===== Verilen metin =====

Hindistan’ın en önemli film festivallerinden “Osian’s-Sinefan”da Uygar Asan’ın ‘Düğüm’ü ve Hakkı Kurtuluş ile Melik Saracoğlu’nun ‘Orada’ filmi yer aldı

Hindistan’ın en önemli film festivallerinden “Osian’s-Sinefan”da Uygar Asan’ın ‘Düğüm’ü ve Hakkı Kurtuluş ile Melik Saracoğlu’nun ‘Orada’ filmi yer aldı
24-30 Ekim tarihleri arasında Yeni Delhi’de 11. Osian’s Cinefan Film Festivali düzenlendi. Festival krizin etkilerinden dolayı geçen yıllara göre küçülmüştü. Bu duruma ve üstelik jüri üyeliği gibi bir konumum olmamasına rağmen yine de beni festivale davet etmeleri doğrusu büyük incelikti. Festivale gitmeden önce de bunun az çok farkındaydım ama gidince daha iyi anladım. Birgün ve şahsım adına doğrusu büyük onur duydum.
Cinefan 1999’da yalnızca Asya filmleri gösteren bir festival olarak kurulmuş. 2004’te Neville Tuli’nin kurduğu Osian’s adındaki sanat kurumu Cinefan’ı bünyesine katmış. Geçtiğimiz yıl film yönetmeni Mani Kaul’un başa geçmesiyle festival Asya filmleriyle sınırlı olan çerçevesini değiştirmiş ve dünyaya açılmış. Mani Kaul “bir filmi konsepte uyduğu için değil, iyi olduğu için festivale almak gerektiğini” düşündüm diyor. Fakat seçilen filmler sonuçta kendiliğinden bazı konseptler de oluşturmaya başlamış. Sosyalizmin çöküşünün etkileri, kapitalizmin insanları içine soktuğu acımasız materyalist ilişkiler gibi…

ECE AYHAN DÜĞÜMÜ
Festivalin tarihi de bu yıl temmuzdan ekime alındı. Değişmeyen şey ise yarışmalı bölümün yine Asya filmleriyle ve yönetmenlerin ilk üç filmiyle sınırlı oluşuydu. Türkiye bu festivalde de güçlü bir varlık gösterdi. Yarışma dışı gösterilen “Süt”, “Sonbahar” ve “Nokta”nın yanı sıra, on iki filmden oluşan uzun metrajlı film yarışmasında Türkiye’den iki film vardı: Uygar Asan’ın üçüncü filmi “Düğüm” ve Hakkı Kurtuluş ile Melik Saracoğlu’nun birlikte yönettikleri “Orada”. Kısa metrajlı film yarışmasında ise Pelin Aytemiz’in “Unutma” adlı filmi yer alıyordu.

=====

→ Verilen görev 1:
Aşağıdaki listenin en başından "point(538, 570)" geçen satıra kadar, iki uç da dahil, bütün satırları yeniden yazın. Bu satırlarda yalnızca sonuç olarak verilen noktaların koordinatlarını 65 artırın ve resimleri yanıta koymayın.

===== Göreve ait kayıtlar =====

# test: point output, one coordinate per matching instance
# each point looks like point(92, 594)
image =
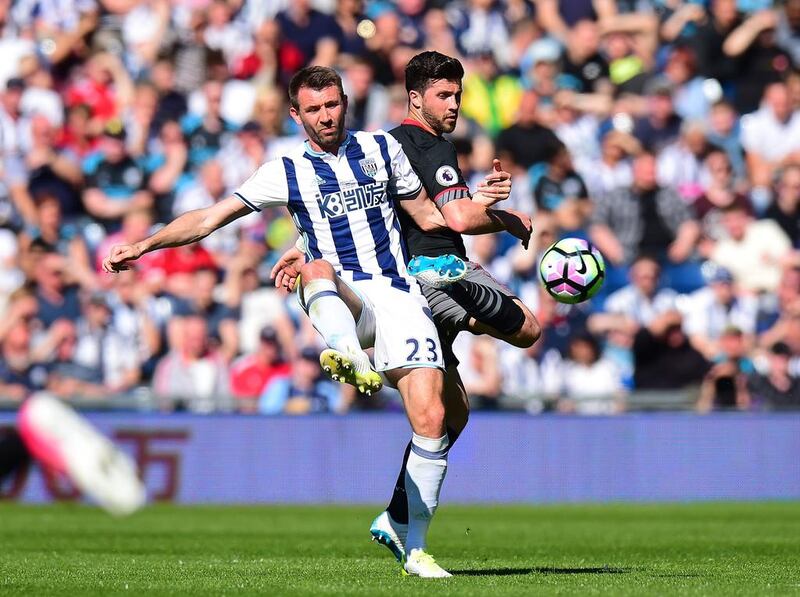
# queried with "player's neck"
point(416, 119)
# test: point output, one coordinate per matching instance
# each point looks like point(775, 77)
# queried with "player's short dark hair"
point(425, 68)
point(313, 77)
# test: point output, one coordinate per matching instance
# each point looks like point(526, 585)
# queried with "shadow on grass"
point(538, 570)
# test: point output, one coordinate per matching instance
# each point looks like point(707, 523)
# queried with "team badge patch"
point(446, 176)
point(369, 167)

=====

→ Verilen görev 2:
Festival yazısına göre aşağıdaki ifadeler doğru mu? Her birine evet ya da hayır deyin ve yazıdan belirleyici sözleri aynen alıntılayın.
(a) Cinefan, kurulduğunda yalnızca Asya filmleri gösteren bir festivaldi.
(b) Festival bu yıl geçen yıllara göre büyümüştü.
(c) "Düğüm", Uygar Asan'ın ilk filmidir.

→ Beklenen yanıt 1:
# test: point output, one coordinate per matching instance
# each point looks like point(92, 594)
image =
# queried with "player's neck"
point(481, 184)
# test: point output, one coordinate per matching instance
# each point looks like point(775, 77)
# queried with "player's short dark hair"
point(490, 133)
point(378, 142)
# test: point output, one coordinate per matching instance
# each point looks like point(526, 585)
# queried with "shadow on grass"
point(603, 635)

→ Beklenen yanıt 2:
(a) Evet: "Cinefan 1999’da yalnızca Asya filmleri gösteren bir festival olarak kurulmuş."
(b) Hayır: "Festival krizin etkilerinden dolayı geçen yıllara göre küçülmüştü."
(c) Hayır: "Uygar Asan’ın üçüncü filmi “Düğüm”"